WRITTEN PROBLEM —
Please rewrite every line below as a Markdown table with the columns Row and Line text, skipping blank lines and leaving the pictures out.

DATA SECTION —
☆ ☆ ☆ ☆
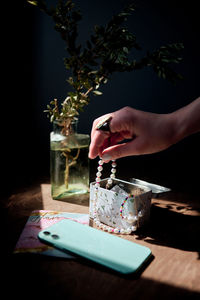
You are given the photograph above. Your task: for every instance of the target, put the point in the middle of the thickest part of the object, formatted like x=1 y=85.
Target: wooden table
x=173 y=236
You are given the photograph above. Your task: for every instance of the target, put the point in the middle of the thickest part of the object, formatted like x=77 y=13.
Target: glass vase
x=69 y=166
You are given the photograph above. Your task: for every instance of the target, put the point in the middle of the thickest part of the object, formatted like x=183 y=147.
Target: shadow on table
x=172 y=228
x=57 y=278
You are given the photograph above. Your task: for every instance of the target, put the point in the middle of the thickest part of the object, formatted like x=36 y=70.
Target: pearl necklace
x=130 y=218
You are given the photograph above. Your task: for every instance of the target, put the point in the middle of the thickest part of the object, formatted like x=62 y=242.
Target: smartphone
x=101 y=247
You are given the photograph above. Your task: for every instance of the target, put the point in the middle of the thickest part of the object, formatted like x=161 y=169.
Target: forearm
x=186 y=120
☆ ☆ ☆ ☆
RESULT FOR THIS TASK —
| Row | Line text |
|---|---|
| 1 | You are given the photograph above. Your task: for every instance of the target, put the point in the middle of the thickest part of the object, formatted like x=1 y=85. |
| 2 | Target: wooden table |
| 3 | x=173 y=236 |
| 4 | You are given the photograph above. Your task: for every instance of the target, put the point in the middle of the thickest part of the object, formatted like x=77 y=13. |
| 5 | Target: glass vase |
| 6 | x=69 y=166 |
| 7 | You are given the photograph above. Your task: for every instance of the target, put the point in the middle of the thickest part of the object, formatted like x=183 y=147. |
| 8 | Target: shadow on table |
| 9 | x=172 y=228 |
| 10 | x=57 y=278 |
| 11 | You are given the photograph above. Your task: for every instance of the target, put the point in the middle of the thickest part of the object, formatted like x=36 y=70. |
| 12 | Target: pearl necklace |
| 13 | x=130 y=218 |
| 14 | You are given the photograph above. Your task: for every instance of the target, put the point in the middle of the thickest part of the object, formatted like x=62 y=242. |
| 15 | Target: smartphone |
| 16 | x=101 y=247 |
| 17 | You are given the photograph above. Your task: for every instance of the target, put the point in the middle of the thickest part of the object, formatted like x=161 y=169. |
| 18 | Target: forearm |
| 19 | x=186 y=120 |